[Data in this exercise]
Segment Open
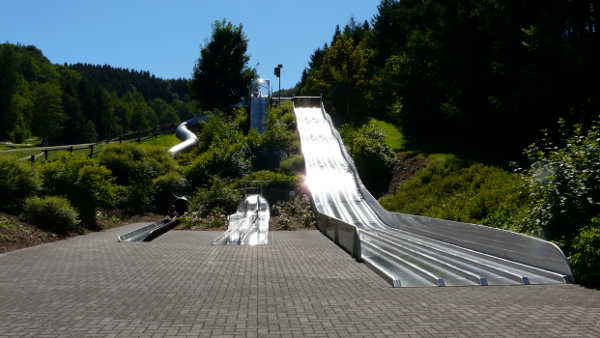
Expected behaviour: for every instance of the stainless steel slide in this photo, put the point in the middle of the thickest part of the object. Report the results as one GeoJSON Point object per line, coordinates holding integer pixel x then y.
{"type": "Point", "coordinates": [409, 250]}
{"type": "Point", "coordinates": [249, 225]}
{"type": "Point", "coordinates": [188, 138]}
Segment Closed
Segment Open
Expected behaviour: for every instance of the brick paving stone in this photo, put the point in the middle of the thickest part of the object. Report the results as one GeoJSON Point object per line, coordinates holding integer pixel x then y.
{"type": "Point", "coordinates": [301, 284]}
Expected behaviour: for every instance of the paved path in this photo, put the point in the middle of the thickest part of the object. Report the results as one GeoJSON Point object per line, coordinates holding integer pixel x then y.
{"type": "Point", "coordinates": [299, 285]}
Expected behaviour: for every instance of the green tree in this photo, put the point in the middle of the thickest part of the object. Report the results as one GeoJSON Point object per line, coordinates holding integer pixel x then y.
Segment Closed
Segment Open
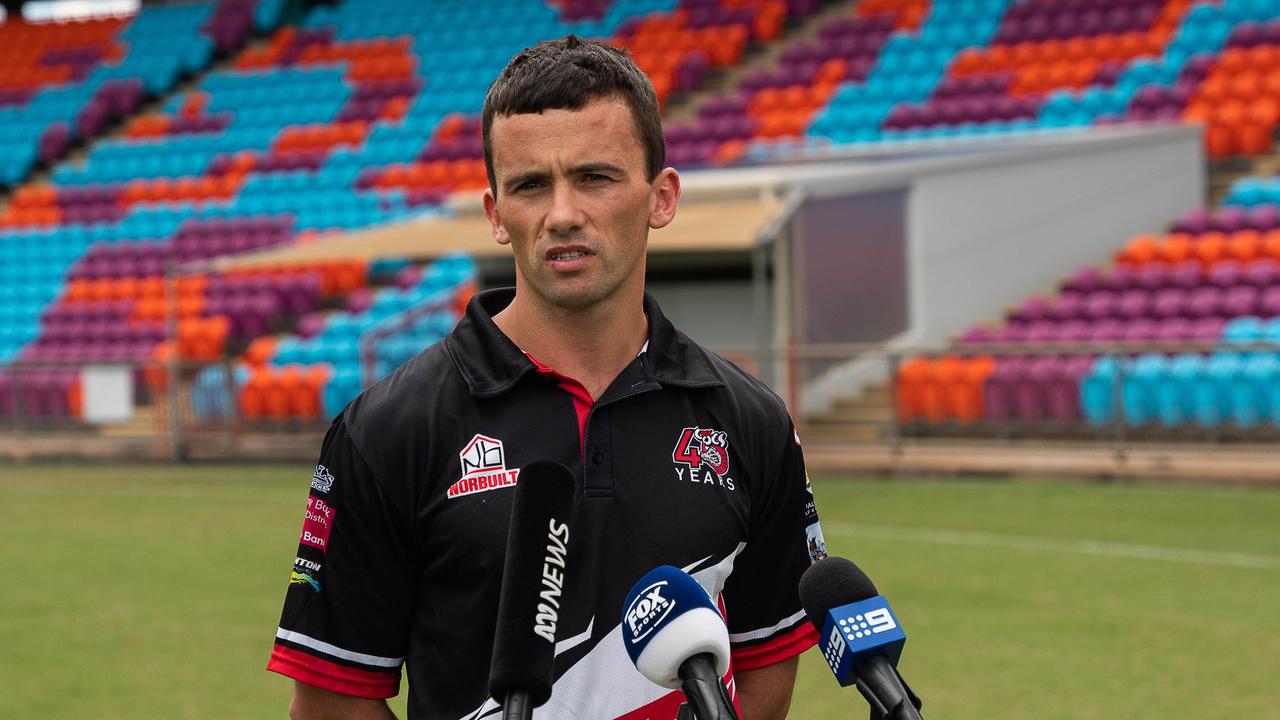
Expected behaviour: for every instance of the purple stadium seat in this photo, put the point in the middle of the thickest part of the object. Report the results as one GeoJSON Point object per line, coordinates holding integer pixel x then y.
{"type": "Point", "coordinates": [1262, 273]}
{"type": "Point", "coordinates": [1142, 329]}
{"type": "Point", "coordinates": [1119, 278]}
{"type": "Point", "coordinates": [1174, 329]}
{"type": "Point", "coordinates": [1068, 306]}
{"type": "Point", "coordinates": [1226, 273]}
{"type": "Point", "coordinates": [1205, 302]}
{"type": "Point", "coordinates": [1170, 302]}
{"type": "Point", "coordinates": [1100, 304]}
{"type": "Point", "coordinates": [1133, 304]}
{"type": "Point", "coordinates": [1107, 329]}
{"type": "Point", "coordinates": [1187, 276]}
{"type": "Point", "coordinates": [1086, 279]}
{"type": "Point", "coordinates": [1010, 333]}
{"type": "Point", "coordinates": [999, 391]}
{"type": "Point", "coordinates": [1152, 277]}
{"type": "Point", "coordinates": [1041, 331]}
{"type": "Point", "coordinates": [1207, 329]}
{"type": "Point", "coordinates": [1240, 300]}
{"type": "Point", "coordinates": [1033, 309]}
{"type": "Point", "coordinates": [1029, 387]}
Segment Closed
[What to work on]
Going down the listing above, begin printing at the line with "Expected behaviour: for every instance of the brick" and finish with the line with "Expected behaviour: for every instance of the green", exactly as they appear.

[Response]
Expected behaviour: for every instance of the brick paving stone in this photo, put the point in the middle of the thickest part of the object. Report the results as one GeoJSON Point object per line, coordinates holding integer pixel x then y.
{"type": "Point", "coordinates": [301, 284]}
Expected behaviour: for every instance of the paved path in this photo, put the point in the middle of the thickest part of the object. Report the results as one GeoJSON Point object per line, coordinates holding integer pixel x then y.
{"type": "Point", "coordinates": [299, 285]}
Expected behaviour: for every instance of the green tree in this photo, put the point in the middle of the thickest part of the object. Report the results as one GeoJSON Point object per line, coordinates holding integer pixel x then y.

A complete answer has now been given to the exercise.